* [REQUIREMENT] Set down all of the records exactly.

* [DATA EXCERPTS]
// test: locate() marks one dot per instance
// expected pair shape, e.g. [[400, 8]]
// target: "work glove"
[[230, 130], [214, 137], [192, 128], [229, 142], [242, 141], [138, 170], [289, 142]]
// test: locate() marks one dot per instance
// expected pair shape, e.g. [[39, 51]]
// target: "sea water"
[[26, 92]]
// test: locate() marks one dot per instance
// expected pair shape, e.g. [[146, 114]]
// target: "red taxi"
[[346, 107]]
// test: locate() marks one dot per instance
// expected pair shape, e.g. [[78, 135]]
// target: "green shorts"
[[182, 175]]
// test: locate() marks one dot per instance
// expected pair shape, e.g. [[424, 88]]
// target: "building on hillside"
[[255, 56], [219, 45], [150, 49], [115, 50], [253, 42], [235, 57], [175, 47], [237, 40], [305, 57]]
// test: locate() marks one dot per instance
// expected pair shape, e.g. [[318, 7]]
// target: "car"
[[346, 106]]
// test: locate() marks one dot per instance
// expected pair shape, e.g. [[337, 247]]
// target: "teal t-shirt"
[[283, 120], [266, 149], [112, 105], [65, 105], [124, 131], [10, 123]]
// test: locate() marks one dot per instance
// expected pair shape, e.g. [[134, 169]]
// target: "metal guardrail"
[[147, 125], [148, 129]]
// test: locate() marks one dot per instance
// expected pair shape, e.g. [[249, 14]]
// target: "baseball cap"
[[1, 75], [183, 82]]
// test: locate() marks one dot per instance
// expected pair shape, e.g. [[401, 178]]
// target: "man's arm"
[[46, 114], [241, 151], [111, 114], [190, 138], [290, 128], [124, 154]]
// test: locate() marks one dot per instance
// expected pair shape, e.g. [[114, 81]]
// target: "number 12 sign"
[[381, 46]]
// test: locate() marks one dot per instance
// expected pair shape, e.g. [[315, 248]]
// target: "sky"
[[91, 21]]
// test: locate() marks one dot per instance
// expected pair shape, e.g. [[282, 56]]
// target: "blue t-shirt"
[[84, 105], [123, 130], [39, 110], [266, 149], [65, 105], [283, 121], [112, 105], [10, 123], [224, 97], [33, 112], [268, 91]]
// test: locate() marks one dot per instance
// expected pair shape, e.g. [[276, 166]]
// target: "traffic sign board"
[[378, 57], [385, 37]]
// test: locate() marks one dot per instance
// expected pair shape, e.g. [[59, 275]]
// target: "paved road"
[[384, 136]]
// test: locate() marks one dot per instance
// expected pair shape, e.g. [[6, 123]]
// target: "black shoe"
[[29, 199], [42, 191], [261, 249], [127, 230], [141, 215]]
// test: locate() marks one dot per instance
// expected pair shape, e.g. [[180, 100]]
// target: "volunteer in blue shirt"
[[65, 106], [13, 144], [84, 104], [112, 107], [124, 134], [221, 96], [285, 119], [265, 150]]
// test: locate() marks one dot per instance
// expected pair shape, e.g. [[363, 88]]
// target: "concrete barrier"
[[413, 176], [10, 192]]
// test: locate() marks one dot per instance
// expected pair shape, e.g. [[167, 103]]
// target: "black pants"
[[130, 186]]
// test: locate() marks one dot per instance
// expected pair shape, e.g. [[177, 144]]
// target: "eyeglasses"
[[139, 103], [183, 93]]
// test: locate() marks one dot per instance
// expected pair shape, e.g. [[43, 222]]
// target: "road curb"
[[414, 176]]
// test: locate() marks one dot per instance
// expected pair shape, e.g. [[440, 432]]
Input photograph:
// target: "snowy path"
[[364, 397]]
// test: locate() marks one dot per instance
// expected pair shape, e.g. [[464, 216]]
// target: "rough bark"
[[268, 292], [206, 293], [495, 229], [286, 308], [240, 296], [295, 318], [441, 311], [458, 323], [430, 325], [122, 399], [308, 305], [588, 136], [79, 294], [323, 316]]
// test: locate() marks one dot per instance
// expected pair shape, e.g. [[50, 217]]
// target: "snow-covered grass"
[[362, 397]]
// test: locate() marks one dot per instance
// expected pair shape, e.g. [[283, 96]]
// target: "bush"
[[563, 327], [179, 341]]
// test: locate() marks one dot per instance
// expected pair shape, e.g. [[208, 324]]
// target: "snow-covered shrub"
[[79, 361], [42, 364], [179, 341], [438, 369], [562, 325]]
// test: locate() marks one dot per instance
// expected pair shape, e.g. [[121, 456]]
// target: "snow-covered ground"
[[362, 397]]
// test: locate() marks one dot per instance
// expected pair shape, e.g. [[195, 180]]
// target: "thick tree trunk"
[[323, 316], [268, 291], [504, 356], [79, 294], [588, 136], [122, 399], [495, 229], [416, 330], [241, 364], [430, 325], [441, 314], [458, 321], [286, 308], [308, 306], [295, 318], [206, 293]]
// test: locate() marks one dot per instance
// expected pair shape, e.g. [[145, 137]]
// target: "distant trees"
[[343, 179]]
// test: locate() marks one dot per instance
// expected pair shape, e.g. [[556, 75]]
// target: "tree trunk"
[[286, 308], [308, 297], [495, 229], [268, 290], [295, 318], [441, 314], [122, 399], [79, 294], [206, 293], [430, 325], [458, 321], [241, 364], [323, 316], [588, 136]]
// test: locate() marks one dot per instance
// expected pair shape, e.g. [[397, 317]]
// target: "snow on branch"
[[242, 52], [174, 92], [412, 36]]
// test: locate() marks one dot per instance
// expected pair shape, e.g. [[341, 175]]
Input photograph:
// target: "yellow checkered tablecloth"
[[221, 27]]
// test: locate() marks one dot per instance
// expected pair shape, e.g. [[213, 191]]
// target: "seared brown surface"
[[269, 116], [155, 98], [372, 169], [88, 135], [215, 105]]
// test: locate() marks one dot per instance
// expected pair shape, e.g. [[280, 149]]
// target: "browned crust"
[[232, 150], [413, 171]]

* [RESULT]
// test: locate() marks one dot per instance
// expected pair shape, e.g. [[400, 8]]
// target: "work glove"
[[230, 130], [214, 137], [192, 128], [229, 142], [242, 141], [138, 170], [289, 142]]
// test: locate() marks one dot per instance
// expected pair shape, e.g. [[39, 51]]
// target: "sea water"
[[26, 92]]
// test: locate() marks one dot per instance
// expected pair shape, e.g. [[146, 114]]
// target: "red taxi"
[[346, 107]]
// test: locate() marks one dot per instance
// expected pair shape, e.g. [[78, 135]]
// target: "green shorts"
[[182, 175]]
// test: locate() marks one dot per instance
// expected pair shape, e.g. [[424, 88]]
// target: "building on hillside"
[[255, 56], [219, 45], [150, 49], [115, 50], [253, 42], [235, 57], [175, 47], [237, 40], [305, 57]]
// test: locate() marks one dot per instance
// expected pair shape, e.g. [[318, 7]]
// target: "car"
[[346, 106]]
// test: locate() marks one dot per instance
// expected pair shape, e.g. [[337, 247]]
// target: "teal t-shirt"
[[283, 120], [266, 149], [112, 105], [65, 105], [124, 131], [10, 123]]
// test: locate() marks one dot per instance
// expected pair shape, e.g. [[134, 169]]
// target: "metal guardrail"
[[147, 125], [148, 129]]
// test: locate() marks one dot per instance
// expected pair shape, e.g. [[249, 14]]
// target: "baseball cap"
[[1, 75], [183, 82]]
// test: locate() marks one dot per instance
// expected pair shape, e.g. [[401, 178]]
// target: "man's arm"
[[46, 114], [241, 151], [111, 114], [190, 138], [290, 128], [124, 154]]
// test: locate() marks one dot per instance
// expected pair shape, e.g. [[114, 81]]
// target: "number 12 sign"
[[381, 46]]
// test: locate() marks one dot per instance
// expected pair shape, e.g. [[315, 248]]
// target: "sky"
[[91, 21]]
// test: locate() marks one dot per instance
// expected pair shape, e.g. [[282, 56]]
// target: "blue t-shirt"
[[84, 105], [123, 130], [39, 110], [266, 149], [65, 105], [283, 121], [112, 105], [10, 123], [224, 97], [33, 112], [268, 91]]
// test: locate() marks one dot per instance
// expected pair shape, e.g. [[276, 166]]
// target: "traffic sign board"
[[378, 57], [385, 37]]
// test: locate() marks one dot per instance
// expected pair shape, e.g. [[59, 275]]
// target: "paved road"
[[384, 136]]
// test: locate() marks one dot per instance
// expected pair shape, e.g. [[6, 123]]
// target: "black shoe"
[[29, 199], [42, 191], [261, 249], [127, 230], [141, 215]]
// test: locate() marks one dot per instance
// expected pair shape, e.g. [[180, 100]]
// target: "volunteer in blue shirt"
[[65, 106], [13, 144], [84, 104], [112, 107], [124, 134], [221, 96], [285, 119], [265, 150]]
// test: locate() marks one dot per instance
// expected pair shape, e.g. [[363, 88]]
// target: "concrete barrier"
[[413, 176], [10, 192]]
// test: locate() marks one dot per instance
// expected pair shape, e.g. [[167, 103]]
// target: "black pants"
[[130, 186]]
// test: locate() marks one dot per instance
// expected pair shape, e.g. [[177, 144]]
// target: "eyeglasses"
[[139, 103], [183, 93]]
// test: locate() marks one dot per instance
// expected pair shape, e.g. [[43, 222]]
// target: "road curb"
[[414, 176]]
// test: locate() marks one dot per instance
// expected pair shape, e.g. [[440, 432]]
Input photograph:
// target: "snowy path"
[[364, 397]]
// test: locate() marks one dot per instance
// expected pair shape, e.g. [[464, 216]]
// target: "rough bark"
[[268, 292], [206, 293], [495, 229], [286, 308], [240, 296], [295, 318], [441, 311], [458, 323], [430, 325], [122, 399], [308, 305], [588, 136], [79, 294], [323, 316]]
// test: locate() marks one dot per instance
// expected pair shape, e.g. [[50, 217]]
// target: "snow-covered grass"
[[362, 397]]
// test: locate() marks one dot per instance
// expected pair shape, e.g. [[283, 96]]
// target: "bush"
[[563, 327], [179, 341]]
// test: locate() marks one dot per instance
// expected pair shape, e.g. [[208, 324]]
// target: "snow-covered shrub"
[[79, 361], [42, 364], [179, 341], [438, 369], [562, 325]]
// test: locate() marks one dot per instance
// expected pair shape, e.g. [[121, 456]]
// target: "snow-covered ground"
[[362, 397]]
// test: locate() marks one dot per instance
// expected pair shape, e.g. [[195, 180]]
// target: "thick tree trunk"
[[323, 316], [268, 291], [504, 356], [79, 294], [588, 136], [122, 399], [495, 229], [416, 330], [241, 364], [430, 325], [441, 314], [458, 321], [286, 308], [308, 306], [295, 318], [206, 293]]
// test: locate() marks one dot per instance
// expected pair shape, e.g. [[145, 137]]
// target: "distant trees"
[[343, 179]]
// test: locate() marks one dot per instance
// expected pair shape, e.g. [[556, 75]]
// target: "tree trunk"
[[286, 308], [308, 297], [495, 229], [268, 290], [295, 318], [441, 314], [122, 399], [79, 294], [206, 293], [430, 325], [458, 321], [241, 364], [323, 316], [588, 136]]
// test: locate() marks one dot per instance
// expected pair shape, e.g. [[397, 317]]
// target: "snow on branch"
[[242, 52], [174, 92], [412, 36]]
// test: locate() marks one dot per instance
// expected pair shape, e.g. [[341, 175]]
Input photograph:
// target: "yellow checkered tablecloth"
[[221, 27]]
// test: locate() marks one dot per instance
// expected pair shape, e.g. [[213, 191]]
// target: "seared brown surface"
[[269, 116], [155, 98], [372, 169], [88, 135], [215, 105]]
// test: locate() marks one dot per instance
// expected pair shape, e.g. [[280, 149]]
// target: "browned crust"
[[232, 150], [413, 171]]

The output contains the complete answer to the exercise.